◆ **WHAT THE TASK REQUIRES**
Your task is to give the data again, exactly, with every line intact.

◆ **DATA EXTRACT**

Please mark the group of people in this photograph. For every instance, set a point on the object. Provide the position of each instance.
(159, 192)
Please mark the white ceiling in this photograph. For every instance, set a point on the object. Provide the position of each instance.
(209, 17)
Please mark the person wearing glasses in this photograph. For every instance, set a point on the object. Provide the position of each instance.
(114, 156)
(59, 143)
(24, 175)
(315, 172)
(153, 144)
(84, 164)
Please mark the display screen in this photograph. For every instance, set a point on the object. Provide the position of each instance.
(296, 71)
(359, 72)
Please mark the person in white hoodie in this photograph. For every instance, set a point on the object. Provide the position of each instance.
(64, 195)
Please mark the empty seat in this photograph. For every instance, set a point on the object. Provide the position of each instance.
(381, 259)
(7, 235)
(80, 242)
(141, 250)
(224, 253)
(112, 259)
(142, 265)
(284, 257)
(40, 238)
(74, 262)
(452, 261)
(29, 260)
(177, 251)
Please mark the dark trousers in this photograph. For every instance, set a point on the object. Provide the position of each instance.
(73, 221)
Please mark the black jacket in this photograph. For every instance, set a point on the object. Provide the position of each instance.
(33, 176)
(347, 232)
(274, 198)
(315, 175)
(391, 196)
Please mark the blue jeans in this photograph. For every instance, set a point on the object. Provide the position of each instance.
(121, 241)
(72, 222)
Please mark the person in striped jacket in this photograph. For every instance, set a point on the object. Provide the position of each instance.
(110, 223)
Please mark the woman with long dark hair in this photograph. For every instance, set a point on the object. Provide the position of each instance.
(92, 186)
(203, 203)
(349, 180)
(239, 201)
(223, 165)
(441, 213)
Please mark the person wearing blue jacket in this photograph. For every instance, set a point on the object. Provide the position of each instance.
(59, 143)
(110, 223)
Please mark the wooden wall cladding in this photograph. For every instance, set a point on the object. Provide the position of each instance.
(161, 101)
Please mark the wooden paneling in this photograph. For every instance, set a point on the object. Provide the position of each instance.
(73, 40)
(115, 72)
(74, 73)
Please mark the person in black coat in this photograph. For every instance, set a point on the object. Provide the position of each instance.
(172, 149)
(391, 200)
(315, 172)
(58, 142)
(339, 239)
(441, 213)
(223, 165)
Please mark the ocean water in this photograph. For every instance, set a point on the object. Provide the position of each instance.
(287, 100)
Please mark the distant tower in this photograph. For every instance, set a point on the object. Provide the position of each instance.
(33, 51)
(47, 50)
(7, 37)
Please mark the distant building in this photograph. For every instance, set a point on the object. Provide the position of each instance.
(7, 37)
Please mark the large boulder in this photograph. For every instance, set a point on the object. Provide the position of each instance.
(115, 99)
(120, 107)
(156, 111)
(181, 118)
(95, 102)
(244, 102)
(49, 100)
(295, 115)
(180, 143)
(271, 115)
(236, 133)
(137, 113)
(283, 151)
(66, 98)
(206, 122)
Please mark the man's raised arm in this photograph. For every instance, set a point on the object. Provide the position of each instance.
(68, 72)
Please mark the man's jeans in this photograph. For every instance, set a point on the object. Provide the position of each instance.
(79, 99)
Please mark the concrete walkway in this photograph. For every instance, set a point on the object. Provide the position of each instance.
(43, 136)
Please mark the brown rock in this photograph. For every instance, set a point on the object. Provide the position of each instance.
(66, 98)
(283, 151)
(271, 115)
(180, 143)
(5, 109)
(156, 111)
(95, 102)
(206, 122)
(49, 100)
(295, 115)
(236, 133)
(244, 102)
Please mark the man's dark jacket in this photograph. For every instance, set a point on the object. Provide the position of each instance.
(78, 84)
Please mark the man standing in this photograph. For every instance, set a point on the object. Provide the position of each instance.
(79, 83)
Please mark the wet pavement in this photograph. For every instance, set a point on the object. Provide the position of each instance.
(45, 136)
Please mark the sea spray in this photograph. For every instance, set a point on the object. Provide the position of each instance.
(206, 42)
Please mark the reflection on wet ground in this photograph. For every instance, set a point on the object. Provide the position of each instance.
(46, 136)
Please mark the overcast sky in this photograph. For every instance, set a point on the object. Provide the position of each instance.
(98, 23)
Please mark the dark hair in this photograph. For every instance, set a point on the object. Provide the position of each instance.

◆ **WORKED ANSWER**
Please mark the group of people in this photograph. For every instance, set a point on the object. Provide the position of each instance.
(159, 192)
Please mark the white ceiling in this photograph. For every instance, set a point on the object. Provide the position of each instance.
(209, 17)
Please mark the person wearing glasses in this photograph. For every instance, set a point on the object. Provide the position of each instance.
(114, 156)
(59, 143)
(24, 175)
(315, 172)
(153, 144)
(84, 164)
Please mark the display screen in this photograph. For every instance, set a point on the object. Provide the position of each instance.
(296, 71)
(359, 72)
Please mark the person in white hoodie in this photograph. For every instance, set a point on the object. Provide the position of each instance.
(64, 195)
Please mark the empty seat in this photograph. For every instance, set a point on the object. Provide the position of each instance.
(381, 259)
(7, 235)
(80, 242)
(141, 250)
(224, 253)
(112, 259)
(142, 265)
(284, 257)
(40, 238)
(74, 262)
(452, 261)
(29, 260)
(177, 251)
Please mark the dark trousers in this photograph. For every instance, set a point on the object. Provide the position of each instance.
(73, 221)
Please mark the black jacket in this photograph. For every instance, set a point on the object. Provide the position of each instance.
(33, 176)
(347, 232)
(274, 198)
(315, 175)
(391, 196)
Please mark the blue jeans in this photograph. For every instance, set a point on the object. Provide the position of each instance.
(121, 241)
(72, 222)
Please mark the person in striped jacket in this photograph. For every instance, set a point on the object. Provide the position of each instance.
(110, 223)
Please mark the woman with long dark hair in this photograph. For every instance, set a point on the object. Provide the position of each instance.
(92, 186)
(203, 203)
(349, 180)
(239, 201)
(223, 165)
(441, 213)
Please mark the person wearing blue jacket in this photograph. For every instance, set a point on the object. Provide the position of each instance.
(59, 143)
(110, 223)
Please mark the wooden wall cladding in this photograph. For every instance, set a point on the object. Provide the position of each instance.
(161, 101)
Please mark the wooden paneling in this photograph. For every instance, set a point on the object. Provide the position of each instance.
(73, 40)
(115, 72)
(74, 73)
Please mark the person in black coat in this photograph. For every instance, set a point on the object. Provide the position of each instance.
(172, 149)
(391, 200)
(315, 172)
(58, 142)
(339, 239)
(441, 213)
(223, 165)
Please mark the ocean water in this photograph. For every instance, set a point on the object. Provide the position of each instance.
(287, 100)
Please mark the distant tower in this photograph. For every instance, set a point on the object. Provide the position of each instance.
(33, 51)
(47, 50)
(7, 37)
Please mark the distant building in this photograph. For every instance, set a point on the object. Provide the position of each instance.
(7, 37)
Please mark the large boulder in this photograph. For every instance, set a point on the object. Provide the position of each instance.
(115, 99)
(120, 107)
(156, 111)
(181, 118)
(95, 102)
(244, 102)
(49, 100)
(295, 115)
(180, 143)
(271, 115)
(236, 133)
(137, 113)
(283, 151)
(66, 98)
(206, 122)
Please mark the man's raised arm in this photograph. For every instance, set a point on the object. Provide the position of each instance.
(68, 72)
Please mark the man's jeans in this photograph. For every instance, set a point on the object. Provide the position of each instance.
(79, 99)
Please mark the concrete walkway in this photograph. For every instance, set a point on the object. Provide the position of each instance.
(43, 136)
Please mark the brown rock in this photograph. For every instance, set a point on the object. Provide the position of each instance.
(66, 98)
(283, 151)
(271, 115)
(180, 143)
(5, 109)
(156, 111)
(95, 102)
(206, 122)
(49, 100)
(295, 115)
(236, 133)
(244, 102)
Please mark the man's dark jacket in this photograph. For every instance, set a point on the object. Provide the position of each instance.
(78, 84)
Please mark the man standing in this photograph. For every instance, set a point on the object. Provide the position of each instance.
(79, 83)
Please mark the wet pavement in this photograph. For every instance, set a point on the object. Provide the position of each instance.
(45, 136)
Please mark the sea spray in this photograph. For every instance, set a point on the object. Provide the position of each instance.
(206, 42)
Please mark the reflection on wet ground in this photograph. For every instance, set a point on the object. Provide the position of each instance.
(46, 136)
Please mark the overcast sky in this photograph. For every instance, set a point on the object. Provide the position of each instance.
(98, 23)
Please mark the dark hair in this photograph. For every instance, set a point on the object. Provide the position of each instance.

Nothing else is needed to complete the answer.